# What to work on
Print every entry exactly as it appears, but skip the pictures.

# Source data
# # # #

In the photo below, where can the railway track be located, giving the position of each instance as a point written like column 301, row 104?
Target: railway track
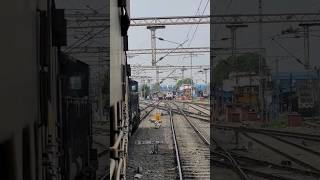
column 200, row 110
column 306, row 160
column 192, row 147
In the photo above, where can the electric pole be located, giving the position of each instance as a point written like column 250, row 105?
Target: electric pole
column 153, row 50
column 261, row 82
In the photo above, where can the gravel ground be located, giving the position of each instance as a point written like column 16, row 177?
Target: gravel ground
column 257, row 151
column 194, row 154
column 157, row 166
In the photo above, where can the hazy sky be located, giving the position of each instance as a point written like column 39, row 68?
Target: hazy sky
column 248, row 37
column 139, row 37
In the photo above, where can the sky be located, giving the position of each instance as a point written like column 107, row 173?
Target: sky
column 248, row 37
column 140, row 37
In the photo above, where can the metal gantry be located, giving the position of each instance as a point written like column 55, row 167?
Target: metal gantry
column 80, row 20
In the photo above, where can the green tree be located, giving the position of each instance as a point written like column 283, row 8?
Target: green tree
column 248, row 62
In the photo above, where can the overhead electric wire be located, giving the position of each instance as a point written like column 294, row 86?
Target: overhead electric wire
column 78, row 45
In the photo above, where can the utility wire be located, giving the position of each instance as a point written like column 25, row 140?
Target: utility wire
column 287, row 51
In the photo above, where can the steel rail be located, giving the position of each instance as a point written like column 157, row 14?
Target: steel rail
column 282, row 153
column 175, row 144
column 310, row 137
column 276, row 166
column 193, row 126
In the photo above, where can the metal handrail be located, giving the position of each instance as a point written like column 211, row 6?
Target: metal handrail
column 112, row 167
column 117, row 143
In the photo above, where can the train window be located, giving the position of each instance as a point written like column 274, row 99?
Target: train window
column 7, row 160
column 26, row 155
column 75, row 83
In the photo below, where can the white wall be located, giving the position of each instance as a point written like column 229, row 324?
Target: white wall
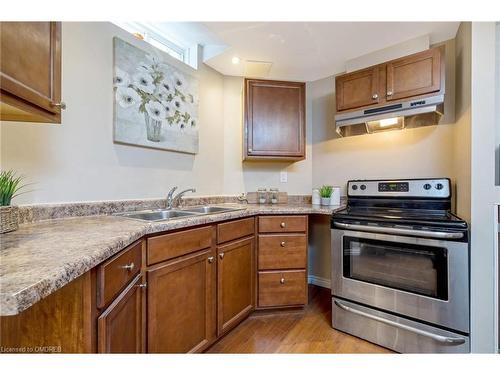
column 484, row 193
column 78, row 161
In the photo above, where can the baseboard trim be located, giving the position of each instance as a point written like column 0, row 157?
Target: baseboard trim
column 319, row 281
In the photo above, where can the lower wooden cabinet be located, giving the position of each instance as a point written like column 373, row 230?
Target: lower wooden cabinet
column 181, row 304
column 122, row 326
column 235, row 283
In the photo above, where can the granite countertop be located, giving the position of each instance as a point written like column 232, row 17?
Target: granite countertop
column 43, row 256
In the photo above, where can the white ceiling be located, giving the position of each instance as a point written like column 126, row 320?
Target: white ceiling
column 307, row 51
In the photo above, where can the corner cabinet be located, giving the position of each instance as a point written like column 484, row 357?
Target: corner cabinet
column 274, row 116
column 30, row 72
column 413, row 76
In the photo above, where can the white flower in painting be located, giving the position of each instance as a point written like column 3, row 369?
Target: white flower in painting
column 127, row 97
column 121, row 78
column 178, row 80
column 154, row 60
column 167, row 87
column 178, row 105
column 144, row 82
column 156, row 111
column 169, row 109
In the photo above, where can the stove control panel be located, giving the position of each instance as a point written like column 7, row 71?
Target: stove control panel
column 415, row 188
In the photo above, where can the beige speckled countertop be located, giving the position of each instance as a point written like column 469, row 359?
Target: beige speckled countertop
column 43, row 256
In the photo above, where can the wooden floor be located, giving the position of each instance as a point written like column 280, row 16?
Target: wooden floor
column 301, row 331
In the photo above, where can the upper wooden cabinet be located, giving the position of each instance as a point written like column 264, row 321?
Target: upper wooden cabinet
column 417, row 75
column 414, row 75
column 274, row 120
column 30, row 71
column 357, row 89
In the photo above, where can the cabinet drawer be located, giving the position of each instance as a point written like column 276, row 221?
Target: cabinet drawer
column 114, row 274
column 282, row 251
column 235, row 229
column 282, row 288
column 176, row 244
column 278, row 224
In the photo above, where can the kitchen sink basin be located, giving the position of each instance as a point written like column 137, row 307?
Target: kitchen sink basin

# # # #

# Problem solution
In the photo below, where can the railway track be located, giving the position of each instance as a point written like column 301, row 104?
Target: railway track
column 200, row 110
column 306, row 160
column 192, row 147
In the photo above, where can the electric pole be located, giving the position of each instance as a point written like column 250, row 105?
Target: electric pole
column 153, row 50
column 261, row 82
In the photo above, where can the gravel ground be located, giving the position of each instance as a point written like column 16, row 177?
Target: gravel ground
column 257, row 151
column 194, row 154
column 157, row 166
In the photo above, where can the hazy sky be located, giving the position of each instance as a point written like column 39, row 68?
Target: hazy sky
column 248, row 37
column 139, row 37
In the photo above, where can the sky be located, giving the position of each instance as a point written like column 107, row 173?
Target: sky
column 248, row 37
column 140, row 37
In the photo above, where can the metal gantry be located, giving the position of each instance as a point written like column 55, row 167?
Target: metal gantry
column 80, row 20
In the photo above, where can the green tree be located, giving the position of each instance as a point written like column 283, row 8?
Target: green tree
column 248, row 62
In the photo above, where can the overhead electric wire be located, giving the position of each instance as a point written like column 294, row 86?
Target: overhead electric wire
column 78, row 45
In the photo above, where can the utility wire be located, giving the position of each instance as a point written like column 25, row 140?
Target: utility wire
column 287, row 51
In the photo above, where can the steel rail be located, giving the position of each instance as a point written like column 157, row 14?
Target: steel rail
column 282, row 153
column 175, row 144
column 310, row 137
column 276, row 166
column 193, row 126
In the photo above, where can the metal handrail be located, giving the position of each instance as a point written like column 211, row 6?
Target: metal handrail
column 112, row 167
column 117, row 143
In the photo above, where can the train window be located, giving the position of each instance as a point written like column 274, row 99?
Target: train window
column 7, row 160
column 26, row 155
column 75, row 83
In the photo below, where can the white wall be located, giving the position of each instance as a point written like column 229, row 324?
Target: white wall
column 484, row 193
column 78, row 161
In the photo above, where can the baseboard trim be located, giving the position of each instance as a point written like column 0, row 157?
Target: baseboard trim
column 319, row 281
In the photo above, where can the lower wooden cabinet be located, giving the position of each instance as a point written like column 373, row 230?
Target: lower wooden cabinet
column 181, row 304
column 122, row 326
column 235, row 283
In the photo above, where can the granite countertop be located, giving the position of each instance as a point written like column 232, row 17?
Target: granite countertop
column 43, row 256
In the photo above, where can the white ceiling be located, giving the position of each instance as a point written like column 126, row 320?
Target: white ceiling
column 307, row 51
In the photo above, where can the corner cabinet be located, giving the position of each instance as a point written like column 484, row 357?
Target: corner cabinet
column 274, row 116
column 30, row 72
column 413, row 76
In the photo above, where can the white flower in painting be located, giving the position of each instance as a point written like column 3, row 369?
Target: white flower in painting
column 127, row 97
column 121, row 78
column 178, row 80
column 154, row 60
column 167, row 87
column 178, row 105
column 144, row 82
column 156, row 111
column 169, row 109
In the photo above, where can the stove control panel be located, giving the position of each instance as a point written like column 7, row 71?
Target: stove control panel
column 415, row 188
In the photo above, where can the beige speckled countertop be located, giving the position of each instance as a point written like column 469, row 359?
Target: beige speckled countertop
column 43, row 256
In the photo above, where can the wooden floor be located, giving the position of each instance as a point written like column 280, row 16?
Target: wooden floor
column 301, row 331
In the photo above, where can the upper wooden cabinet be located, giving the position of each instance as a point written like column 264, row 321?
Target: upper wooden cabinet
column 417, row 75
column 414, row 75
column 274, row 120
column 30, row 71
column 357, row 89
In the photo above, where can the cabinet drawer be located, giving the position of each instance as a point written like column 276, row 221?
Target: cabinet drawer
column 114, row 274
column 282, row 251
column 235, row 229
column 282, row 288
column 176, row 244
column 278, row 224
In the photo above, where can the kitchen sink basin be located, giving the position of each instance as a point written like column 137, row 307?
Target: kitchen sink basin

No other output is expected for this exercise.